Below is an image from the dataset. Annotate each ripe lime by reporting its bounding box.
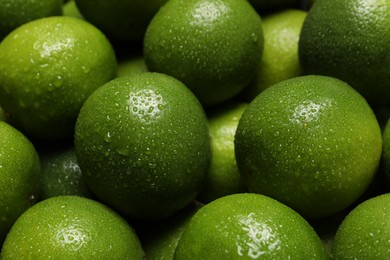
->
[63,0,83,19]
[1,196,144,259]
[299,0,390,105]
[0,0,62,40]
[235,75,382,219]
[0,16,117,139]
[174,193,327,259]
[74,72,211,219]
[197,102,247,203]
[240,9,306,101]
[74,0,168,43]
[0,122,40,245]
[144,0,264,106]
[39,145,92,199]
[331,194,390,259]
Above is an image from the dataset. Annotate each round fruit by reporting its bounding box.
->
[197,102,247,203]
[0,121,40,245]
[63,0,83,19]
[240,9,306,101]
[74,0,168,42]
[117,56,148,77]
[74,72,210,219]
[39,145,92,199]
[0,0,62,40]
[144,0,264,106]
[174,193,327,259]
[299,0,390,105]
[234,75,382,219]
[0,16,117,139]
[331,194,390,259]
[1,196,144,259]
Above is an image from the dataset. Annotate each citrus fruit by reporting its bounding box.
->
[240,9,306,102]
[0,121,40,245]
[174,193,327,259]
[197,102,247,203]
[331,194,390,259]
[39,145,92,199]
[144,0,264,106]
[74,0,168,43]
[117,56,148,77]
[234,75,382,219]
[299,0,390,105]
[63,0,83,19]
[74,72,211,220]
[136,201,202,260]
[0,0,63,40]
[0,16,117,140]
[1,196,144,259]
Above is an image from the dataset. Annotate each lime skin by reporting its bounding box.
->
[74,72,211,220]
[234,75,382,219]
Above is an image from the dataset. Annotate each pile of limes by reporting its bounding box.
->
[1,0,390,259]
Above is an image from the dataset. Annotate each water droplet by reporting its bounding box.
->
[53,75,63,87]
[295,155,302,162]
[104,132,111,142]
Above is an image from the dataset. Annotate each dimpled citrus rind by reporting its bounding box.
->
[331,194,390,259]
[299,0,390,104]
[75,0,168,42]
[174,193,327,259]
[0,0,63,39]
[234,75,382,219]
[0,16,117,139]
[75,72,210,219]
[1,196,144,259]
[144,0,264,106]
[0,121,40,244]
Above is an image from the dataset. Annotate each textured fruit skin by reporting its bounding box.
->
[299,0,390,105]
[0,16,117,139]
[235,75,382,219]
[0,0,63,40]
[0,122,40,245]
[331,194,390,259]
[174,193,327,259]
[197,102,247,203]
[75,0,168,42]
[144,0,263,106]
[75,72,211,219]
[1,196,144,259]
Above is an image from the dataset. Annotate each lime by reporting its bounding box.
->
[74,72,211,220]
[235,75,382,219]
[39,145,92,199]
[197,102,247,203]
[144,0,264,106]
[240,9,306,102]
[0,16,117,139]
[0,121,40,245]
[74,0,168,43]
[0,0,63,40]
[117,56,148,77]
[63,0,83,19]
[1,196,144,259]
[331,194,390,259]
[174,193,327,259]
[299,0,390,105]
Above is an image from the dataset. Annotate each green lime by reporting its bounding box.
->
[74,72,211,220]
[235,75,382,219]
[136,201,202,260]
[240,9,306,102]
[63,0,83,19]
[144,0,264,106]
[174,193,327,259]
[197,102,247,203]
[299,0,390,105]
[0,16,117,139]
[1,196,144,259]
[39,145,92,199]
[331,194,390,259]
[0,0,63,40]
[117,56,148,77]
[0,121,40,245]
[74,0,168,43]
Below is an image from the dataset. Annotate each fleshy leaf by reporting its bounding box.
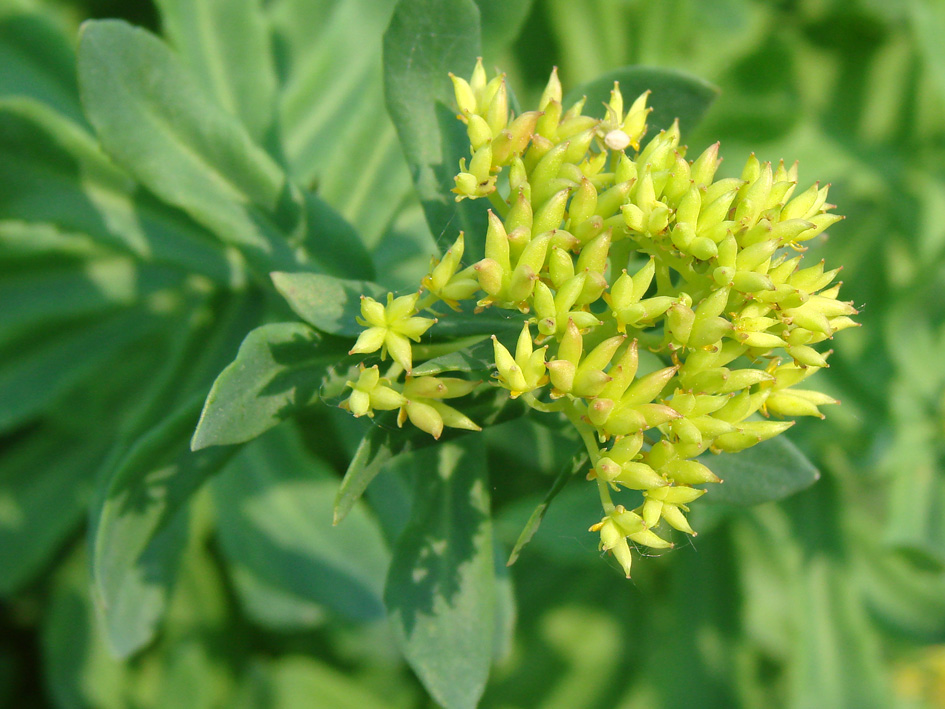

_Exercise details:_ Send back every line of the listing exactly. Omit the images.

_Answer to this task:_
Below is an image from the dataset. Annotate each ripe lime by reporting its bounding box.
->
[63,0,83,19]
[1,196,144,259]
[299,0,390,105]
[0,0,62,40]
[235,75,382,219]
[0,16,117,139]
[174,193,327,259]
[74,72,211,219]
[197,102,247,203]
[240,9,306,101]
[74,0,168,43]
[0,122,40,245]
[144,0,264,106]
[39,145,92,199]
[331,194,390,259]
Above is an image from the dataset. Annotate each round fruit by reporting its bounding box.
->
[197,102,247,203]
[0,121,40,245]
[63,0,83,19]
[240,9,306,101]
[74,0,168,42]
[117,56,148,77]
[74,72,210,219]
[39,145,92,199]
[0,0,62,40]
[144,0,264,106]
[174,193,327,259]
[299,0,390,105]
[234,75,382,219]
[0,16,117,139]
[331,194,390,259]
[1,196,144,259]
Above is an image from the dataset. Annotate each citrus fruit by reporting its bounding box.
->
[240,9,306,102]
[0,121,40,245]
[174,193,327,259]
[197,102,247,203]
[331,194,390,259]
[39,145,92,199]
[144,0,264,106]
[74,0,168,43]
[117,56,148,77]
[234,75,382,219]
[299,0,390,105]
[63,0,83,19]
[74,72,211,220]
[136,201,202,260]
[0,0,63,40]
[0,16,117,140]
[1,196,144,259]
Above is an image from the dataset. Annotate each lime skin by reporting its bounding box.
->
[74,72,211,220]
[234,75,382,219]
Above is an image from the dataset. Annotate each pile of limes by reporting its bounding box.
->
[1,0,390,259]
Above is an image from the dataset. Annotate each water droplet by reporting its bounding box.
->
[53,75,63,87]
[295,155,302,162]
[104,132,111,142]
Above is an image from the dataset. Annotate each dimpled citrus rind by reporting its bounding box.
->
[331,194,390,259]
[299,0,390,104]
[75,0,168,42]
[174,193,327,259]
[0,0,63,39]
[234,75,382,219]
[0,16,117,139]
[75,72,210,219]
[1,196,144,259]
[144,0,264,106]
[0,121,40,244]
Above is an image from the dataset. Annotate each textured fruit skin by reporting its bounding box.
->
[299,0,390,105]
[0,16,117,139]
[235,75,382,219]
[0,0,63,40]
[0,122,40,245]
[331,194,390,259]
[174,193,327,259]
[197,102,247,203]
[75,0,168,42]
[144,0,263,106]
[75,72,211,219]
[1,196,144,259]
Above is an image from the dataset. Annotate each lime by reporting its bounding box.
->
[74,72,211,220]
[235,75,382,219]
[39,145,92,199]
[197,102,247,203]
[144,0,264,106]
[240,9,306,102]
[0,16,117,139]
[0,121,40,245]
[74,0,168,43]
[0,0,63,40]
[117,56,148,77]
[63,0,83,19]
[1,196,144,259]
[331,194,390,259]
[174,193,327,259]
[299,0,390,105]
Above is an image from the dataset. Annotate each green lime by reporting its bounding box.
->
[74,72,211,220]
[235,75,382,219]
[136,201,202,260]
[240,9,306,102]
[63,0,83,19]
[144,0,264,106]
[174,193,327,259]
[197,102,247,203]
[299,0,390,105]
[0,16,117,139]
[1,196,144,259]
[39,145,92,199]
[331,194,390,259]
[0,0,63,40]
[117,56,148,77]
[0,121,40,245]
[74,0,168,43]
Below is an image from the dataset. Annotate each fleshy leaf by reporting its bounding box.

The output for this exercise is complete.